* _Texto selecionado_
4. Demais. — Agostinho diz, que nós exis­timos em Adão, não só pelo princípio seminal, mas também pela substância do corpo. Ora, tal não se daria, se o sêmen fosse alimento supér­fluo. Logo, não é tal.
 
Mas, em contrário, o Filósofo prova abun­dantemente que o sêmen é um alimento supérfluo.
 
Solução. — Esta questão depende, de certo modo, do que já foi estabelecido. Se, pois, a natureza humana tem a virtude de comunicar a sua forma à matéria, dela diferente, não só relativamente a outro ser, como relativamente a si mesma, manifesto é que o alimento, disse­melhante a princípio, torna-se semelhante pela forma comunicada. Ora, é ordem natural que um ser passe gradativamente da potência para o ato. Por onde, vemos que os seres gerados são a princípio imperfeitos, aperfeiçoando-se em seguida. Ora, é claro que o comum está para o próprio e o determinado, como o imperfeito, para o perfeito; e por isso, vemos que na gera­ção do animal antes é gerado este, que o homem ou o cavalo. Assim, pois, também o alimento, em si, primeiro recebe uma virtude comum, em relação a todas as partes do corpo e, afinal, é determinado a esta parte ou aquela outra.
 
Ora, não é possível considerar como sêmen aquilo que já se converteu resolvendo-se na substância dos membros. Pois, o que se resol­veu, se não conservasse nada da natureza do ser donde proveio, então estaria, separando-se da natureza do gerador, em via de corrupção; e, portanto, não teria a virtude de provocar a natureza do todo, senão só a da parte. A me­nos que alguém diga que se separou de todas as partes do corpo, conservando a natureza de todas elas; porque então o sêmen seria um como animálculo em ato, e a geração animal se daria por divisão, assim como o lodo é ge­rado do lodo e como acontece com os animais que vivem, cortados em partes. Mas isto é inad­missível.

* _Material fornecido_

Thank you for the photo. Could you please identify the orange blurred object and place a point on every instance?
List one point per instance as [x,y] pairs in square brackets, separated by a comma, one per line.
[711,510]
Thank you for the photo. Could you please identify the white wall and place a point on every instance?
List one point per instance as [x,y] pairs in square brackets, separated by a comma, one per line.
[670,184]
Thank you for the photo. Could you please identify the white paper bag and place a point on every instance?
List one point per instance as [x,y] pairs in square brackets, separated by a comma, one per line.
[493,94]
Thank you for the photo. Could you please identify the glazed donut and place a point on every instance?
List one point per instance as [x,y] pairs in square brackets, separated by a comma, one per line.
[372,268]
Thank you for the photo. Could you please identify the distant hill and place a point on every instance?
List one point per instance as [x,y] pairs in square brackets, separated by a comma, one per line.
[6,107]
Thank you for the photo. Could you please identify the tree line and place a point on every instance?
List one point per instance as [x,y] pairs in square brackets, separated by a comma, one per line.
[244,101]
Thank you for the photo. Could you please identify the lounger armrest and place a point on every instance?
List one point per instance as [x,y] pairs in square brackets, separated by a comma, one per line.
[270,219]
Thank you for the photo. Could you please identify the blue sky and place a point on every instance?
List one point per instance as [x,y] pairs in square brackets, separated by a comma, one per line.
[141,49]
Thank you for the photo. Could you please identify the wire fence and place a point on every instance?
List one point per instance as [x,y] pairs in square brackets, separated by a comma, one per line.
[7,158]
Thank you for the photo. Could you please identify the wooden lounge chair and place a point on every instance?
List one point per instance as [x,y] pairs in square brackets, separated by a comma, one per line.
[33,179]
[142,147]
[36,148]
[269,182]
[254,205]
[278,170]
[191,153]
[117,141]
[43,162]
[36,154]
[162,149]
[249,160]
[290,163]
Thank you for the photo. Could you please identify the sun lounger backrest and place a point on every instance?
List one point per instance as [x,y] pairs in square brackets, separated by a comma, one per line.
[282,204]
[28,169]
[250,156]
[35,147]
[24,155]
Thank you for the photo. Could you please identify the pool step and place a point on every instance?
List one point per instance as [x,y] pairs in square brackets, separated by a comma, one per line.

* _Tarefas do exercício_
**A.** De acordo com o texto sobre o sêmen, o que o Filósofo prova abundantemente?
**B.** Prossiga o texto sobre o sêmen a partir da frase "Mas isto é inadmissível."
Os itens são um material à parte, independente do texto.

* _Respostas por tarefa_
**A.** Que o sêmen é um alimento supérfluo.

**B.**
 
Conclui-se pois daqui, que o sêmen foi se­parado não do todo atual, mas do todo potencial; e tem a virtude de produzir todo o corpo, derivada da alma do gerador, como já se disse. E o que é potencial, em relação ao todo, é o que é gerado do alimento, antes de se conver­ter na substância dos membros; e daí é derivado o sêmen. Por onde se diz que a virtude nutri­tiva serve à geração; pois, o que foi assimilado por essa virtude, a virtude geradora o recebe como sêmen. Para prova do que o Filósofo diz que os animais de copo grande, que necessi­tam de muito alimento, têm pouco sêmen, rela­tivamente ao tamanho do corpo, e pouca gera­ção; e, semelhantemente, os homens gordos têm pouco sêmen, pela mesma causa.
 
Donde a resposta à primeira objeção. — A geração faz parte da substância do gerador, nos animais e nas plantas, porque o sêmen tira a sua virtude da forma do gerador, e é poten­cial em relação à substância deste.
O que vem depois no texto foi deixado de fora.